### Texto del documento
= = = = =

#2 – Bar 169: la paradoja de la autenticidad
- Dani Mora
- 15 jun 2020
- 7 Min. de lectura
Por un momento, pensé que Google Maps mentía. Allí no había ningún bar. Solo al acercarnos descubrimos las luces multicolores escondidas detrás de la fachada en obras del edificio. Se escuchaban voces. Finalmente, bajo los andamios, había gente, una puerta y un pequeño cartel: 169 Bar. Era la primera noche que salía en Nueva York.
Antes, habíamos tomado algo en casa de unos conocidos de conocidos, gente cool. Después, todos habíamos ido al East Village, un barrio cool, y habíamos intentado entrar un garito cool. Lo único no cool allí éramos mis dos amigos y yo, según informó amablemente el portero. Así que los tres tuvimos que improvisar otro sitio donde salvar la noche. Un lugar donde encajáramos.

= = = = =

### Tarea asignada 1
Traduce al inglés esta frase del texto sobre el Bar 169: «Solo al acercarnos descubrimos las luces multicolores escondidas detrás de la fachada en obras del edificio».
### Tarea asignada 2
Prolonga el texto sobre el Bar 169 a partir de su última frase.
Los datos forman un material independiente del texto sobre el Bar 169.

### Datos
= = = = =

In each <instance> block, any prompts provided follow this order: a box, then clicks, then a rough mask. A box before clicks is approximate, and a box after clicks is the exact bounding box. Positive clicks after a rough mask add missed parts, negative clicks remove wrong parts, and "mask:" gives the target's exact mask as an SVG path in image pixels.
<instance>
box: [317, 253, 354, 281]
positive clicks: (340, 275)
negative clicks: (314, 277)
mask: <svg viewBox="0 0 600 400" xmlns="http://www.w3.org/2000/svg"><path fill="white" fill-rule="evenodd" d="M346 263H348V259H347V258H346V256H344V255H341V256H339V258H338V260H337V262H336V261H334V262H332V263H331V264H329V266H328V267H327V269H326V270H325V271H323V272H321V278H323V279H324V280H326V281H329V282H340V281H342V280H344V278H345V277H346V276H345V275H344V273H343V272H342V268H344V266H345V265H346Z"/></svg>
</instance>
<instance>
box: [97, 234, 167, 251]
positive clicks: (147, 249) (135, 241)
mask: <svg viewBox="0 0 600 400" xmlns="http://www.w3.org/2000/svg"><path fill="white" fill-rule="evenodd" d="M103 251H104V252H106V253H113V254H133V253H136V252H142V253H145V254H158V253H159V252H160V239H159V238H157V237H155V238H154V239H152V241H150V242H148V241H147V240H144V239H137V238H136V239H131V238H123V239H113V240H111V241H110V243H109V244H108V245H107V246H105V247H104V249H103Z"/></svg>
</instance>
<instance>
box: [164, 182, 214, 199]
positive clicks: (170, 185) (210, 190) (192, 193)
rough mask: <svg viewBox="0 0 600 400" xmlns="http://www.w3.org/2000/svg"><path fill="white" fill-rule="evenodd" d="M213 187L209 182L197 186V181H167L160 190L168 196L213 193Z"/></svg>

= = = = =

### Respuesta escrita 1
Only when we got closer did we discover the multicolored lights hidden behind the building's facade, which was under construction.

### Respuesta escrita 2
Bajamos hasta el Lower East Side. Aún no lo sabíamos, pero estábamos destinados al 169. Este bar numérico es un refugio de despojos de la noche. La clientela está enteramente conformada por gente a la que no dejaron entrar en algún otro bar, un bar cool. El 169 tiene la virtud de ser a la vez barroco y humilde, casi como si te espetara “sí, esto está lleno de cosas raras. ¿Algún problema?”. Es un monumento a la hipérbole y la contradicción. La iluminación es atrevida, llena de rojos, azules, verdes y morados. El mobiliario combina las coquetas mesas de un diner neoyorquino con los muebles del jardín de atrás de tu vecino. En cuanto al menú, si pides unos macarrones con queso y te quedas con hambre, siempre puedes pedir una docena de ostras. A medida que avanzas hacia el interior, como en una secta con niveles de iniciación, comienzas a descubrir la verdadera alucinación del decorador. En uno de los muros se ve una fuente seca con cabeza de león, sin duda saqueada de unas ruinas romanas. De otra pared salen dos mástiles con cuerpo de mujer, seguramente dejados en prenda por algún viejo lobo de mar a cambio del penúltimo trago. Todavía hacia el interior, aparece el busto de un agresivo Tyrannosaurus Rex, cuyo origen y significado todavía se debate entre parroquianos e historiadores. Finalmente, en el más recóndito rincón del 169, el objeto que lo resume todo. Una mesa de billar, con tapete de salvaje, brillante, descarada piel de leopardo.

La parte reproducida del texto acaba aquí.